Reprint the full listing exactly.

════════════════

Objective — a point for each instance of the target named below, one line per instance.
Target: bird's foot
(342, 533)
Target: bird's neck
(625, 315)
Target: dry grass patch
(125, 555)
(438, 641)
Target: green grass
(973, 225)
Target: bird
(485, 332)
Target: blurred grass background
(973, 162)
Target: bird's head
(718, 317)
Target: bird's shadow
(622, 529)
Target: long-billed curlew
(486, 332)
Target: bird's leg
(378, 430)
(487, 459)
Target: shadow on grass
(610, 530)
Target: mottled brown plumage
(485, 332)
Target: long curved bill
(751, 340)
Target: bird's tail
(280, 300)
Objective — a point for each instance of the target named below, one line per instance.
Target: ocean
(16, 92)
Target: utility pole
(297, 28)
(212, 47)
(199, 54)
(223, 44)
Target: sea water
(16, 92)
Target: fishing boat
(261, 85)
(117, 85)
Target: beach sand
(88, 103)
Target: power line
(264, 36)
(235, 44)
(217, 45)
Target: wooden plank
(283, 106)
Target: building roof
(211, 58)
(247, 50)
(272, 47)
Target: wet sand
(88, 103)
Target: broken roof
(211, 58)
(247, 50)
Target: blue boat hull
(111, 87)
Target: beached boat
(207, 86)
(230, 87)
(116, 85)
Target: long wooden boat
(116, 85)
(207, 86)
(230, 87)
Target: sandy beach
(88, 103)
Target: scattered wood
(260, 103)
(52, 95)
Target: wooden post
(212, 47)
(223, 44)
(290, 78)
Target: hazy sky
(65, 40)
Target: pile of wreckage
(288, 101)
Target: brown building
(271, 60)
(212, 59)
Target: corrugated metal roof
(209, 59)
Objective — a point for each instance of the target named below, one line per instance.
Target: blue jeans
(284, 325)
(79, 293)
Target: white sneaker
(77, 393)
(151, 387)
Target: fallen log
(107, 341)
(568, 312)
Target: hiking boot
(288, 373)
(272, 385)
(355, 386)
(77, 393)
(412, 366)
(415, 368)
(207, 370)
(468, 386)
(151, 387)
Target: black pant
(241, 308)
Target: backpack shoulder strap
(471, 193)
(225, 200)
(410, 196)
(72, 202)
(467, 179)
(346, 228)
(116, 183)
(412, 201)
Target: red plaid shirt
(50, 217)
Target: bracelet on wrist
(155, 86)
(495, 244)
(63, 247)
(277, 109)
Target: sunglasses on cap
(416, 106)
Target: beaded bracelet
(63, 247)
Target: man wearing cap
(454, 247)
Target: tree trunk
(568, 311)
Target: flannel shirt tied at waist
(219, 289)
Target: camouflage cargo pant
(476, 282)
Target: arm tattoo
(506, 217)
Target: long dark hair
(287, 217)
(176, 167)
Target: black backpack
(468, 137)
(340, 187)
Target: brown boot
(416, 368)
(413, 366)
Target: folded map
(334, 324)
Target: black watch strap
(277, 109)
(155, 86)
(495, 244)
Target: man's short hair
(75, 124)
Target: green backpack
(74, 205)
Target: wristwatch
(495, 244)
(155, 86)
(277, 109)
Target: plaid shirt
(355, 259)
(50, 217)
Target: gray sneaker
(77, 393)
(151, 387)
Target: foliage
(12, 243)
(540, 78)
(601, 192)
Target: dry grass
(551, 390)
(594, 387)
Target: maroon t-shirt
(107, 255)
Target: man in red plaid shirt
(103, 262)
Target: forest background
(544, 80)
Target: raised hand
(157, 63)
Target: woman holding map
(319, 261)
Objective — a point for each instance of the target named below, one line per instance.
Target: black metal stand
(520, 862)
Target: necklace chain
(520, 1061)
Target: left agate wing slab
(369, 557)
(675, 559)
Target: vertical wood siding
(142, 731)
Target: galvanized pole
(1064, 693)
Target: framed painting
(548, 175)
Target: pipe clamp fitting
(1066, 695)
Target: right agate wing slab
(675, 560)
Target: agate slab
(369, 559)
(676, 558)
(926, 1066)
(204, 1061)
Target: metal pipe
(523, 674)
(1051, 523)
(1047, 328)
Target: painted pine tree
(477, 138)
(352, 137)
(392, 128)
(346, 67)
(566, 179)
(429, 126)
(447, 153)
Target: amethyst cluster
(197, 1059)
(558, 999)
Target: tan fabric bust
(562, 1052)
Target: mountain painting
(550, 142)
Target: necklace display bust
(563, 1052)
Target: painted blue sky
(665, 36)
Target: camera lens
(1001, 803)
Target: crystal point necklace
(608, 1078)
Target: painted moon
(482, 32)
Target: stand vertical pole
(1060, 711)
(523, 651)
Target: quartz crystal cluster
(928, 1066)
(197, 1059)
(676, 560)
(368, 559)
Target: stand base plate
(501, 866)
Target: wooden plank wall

════════════════

Result —
Objective — a point for each instance of the target named below, one line per instance.
Target: bird's foot
(342, 533)
Target: bird's neck
(625, 315)
Target: dry grass patch
(125, 555)
(438, 641)
Target: green grass
(973, 225)
Target: bird
(485, 332)
Target: blurred grass background
(973, 162)
Target: bird's head
(718, 317)
Target: bird's shadow
(622, 529)
Target: long-billed curlew
(486, 332)
Target: bird's leg
(378, 430)
(487, 459)
Target: shadow on grass
(610, 530)
Target: mottled brown plumage
(485, 332)
Target: long curved bill
(751, 340)
Target: bird's tail
(280, 300)
Objective — a point for each instance of the target named below, one line per instance.
Target: ocean
(16, 92)
Target: utility pole
(297, 28)
(212, 47)
(199, 54)
(223, 44)
Target: sea water
(16, 92)
Target: fishing boat
(261, 85)
(117, 85)
Target: beach sand
(88, 103)
Target: power line
(264, 36)
(235, 44)
(217, 45)
Target: wooden plank
(283, 106)
Target: building roof
(211, 58)
(247, 50)
(272, 47)
Target: wet sand
(88, 103)
Target: broken roof
(211, 58)
(247, 50)
Target: blue boat hull
(111, 87)
Target: beached boat
(207, 86)
(230, 87)
(116, 85)
Target: long wooden boat
(116, 85)
(207, 86)
(230, 87)
Target: sandy beach
(88, 103)
Target: scattered wood
(260, 103)
(52, 95)
Target: wooden post
(212, 47)
(223, 44)
(290, 78)
Target: hazy sky
(65, 40)
Target: pile of wreckage
(288, 101)
Target: brown building
(271, 60)
(212, 59)
Target: corrugated metal roof
(209, 59)
Objective — a point for each instance of the target named below, one line per instance.
Target: blue jeans
(284, 325)
(79, 293)
Target: white sneaker
(77, 393)
(151, 387)
Target: fallen log
(107, 341)
(568, 312)
Target: hiking boot
(288, 373)
(272, 385)
(355, 386)
(77, 393)
(412, 366)
(415, 368)
(207, 370)
(468, 386)
(151, 387)
Target: black pant
(241, 308)
Target: backpack shoulder strap
(471, 193)
(225, 200)
(410, 196)
(72, 202)
(467, 179)
(346, 228)
(116, 183)
(412, 201)
Target: red plaid shirt
(50, 217)
Target: bracelet on wrist
(155, 86)
(495, 244)
(63, 247)
(277, 109)
Target: sunglasses on cap
(416, 106)
Target: beaded bracelet
(63, 247)
Target: man wearing cap
(454, 247)
Target: tree trunk
(568, 311)
Target: flannel shirt tied at waist
(219, 289)
Target: camouflage cargo pant
(476, 282)
Target: arm tattoo
(506, 217)
Target: long dark hair
(287, 217)
(176, 167)
Target: black backpack
(468, 137)
(340, 187)
Target: brown boot
(416, 368)
(413, 366)
Target: folded map
(334, 324)
Target: black watch strap
(277, 109)
(155, 86)
(495, 244)
Target: man's short hair
(75, 124)
Target: green backpack
(74, 205)
Target: wristwatch
(495, 244)
(155, 86)
(277, 109)
Target: plaid shirt
(355, 259)
(50, 217)
Target: gray sneaker
(77, 393)
(151, 387)
Target: foliage
(12, 243)
(540, 78)
(601, 192)
Target: dry grass
(551, 390)
(594, 387)
Target: maroon t-shirt
(107, 255)
Target: man in red plaid shirt
(103, 262)
Target: forest background
(544, 80)
Target: raised hand
(157, 63)
Target: woman holding map
(319, 261)
Objective — a point for each instance of the target named below, one line per instance.
Target: black metal stand
(520, 862)
Target: necklace chain
(520, 1061)
Target: left agate wing slab
(369, 557)
(675, 559)
Target: vertical wood siding
(142, 731)
Target: galvanized pole
(1064, 693)
Target: framed painting
(548, 175)
Target: pipe clamp fitting
(1066, 695)
Target: right agate wing slab
(675, 560)
Target: agate slab
(369, 559)
(676, 558)
(926, 1066)
(204, 1061)
Target: metal pipe
(523, 674)
(1051, 523)
(1047, 328)
Target: painted pine tree
(477, 138)
(352, 137)
(392, 128)
(346, 67)
(566, 179)
(429, 126)
(447, 153)
Target: amethyst cluster
(197, 1059)
(558, 999)
Target: tan fabric bust
(562, 1052)
Target: mountain painting
(550, 142)
Target: necklace display bust
(563, 1052)
Target: painted blue sky
(665, 36)
Target: camera lens
(1001, 803)
Target: crystal point necklace
(608, 1078)
Target: painted moon
(482, 32)
Target: stand vertical pole
(1060, 711)
(523, 651)
Target: quartz crystal cluster
(928, 1066)
(197, 1059)
(676, 560)
(368, 559)
Target: stand base plate
(501, 866)
Target: wooden plank wall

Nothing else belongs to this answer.